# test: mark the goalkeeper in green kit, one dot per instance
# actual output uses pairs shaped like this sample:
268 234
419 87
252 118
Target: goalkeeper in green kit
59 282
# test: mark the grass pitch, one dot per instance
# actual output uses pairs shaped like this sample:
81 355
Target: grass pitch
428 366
========
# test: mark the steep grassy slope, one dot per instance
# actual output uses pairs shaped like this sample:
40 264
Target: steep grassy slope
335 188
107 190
========
Given exercise: Please find every line in the listing above that contains the word "pitch" and copy each of those lines.

Exercise output:
# test: mark the grass pitch, one dot per instance
Target: grass pitch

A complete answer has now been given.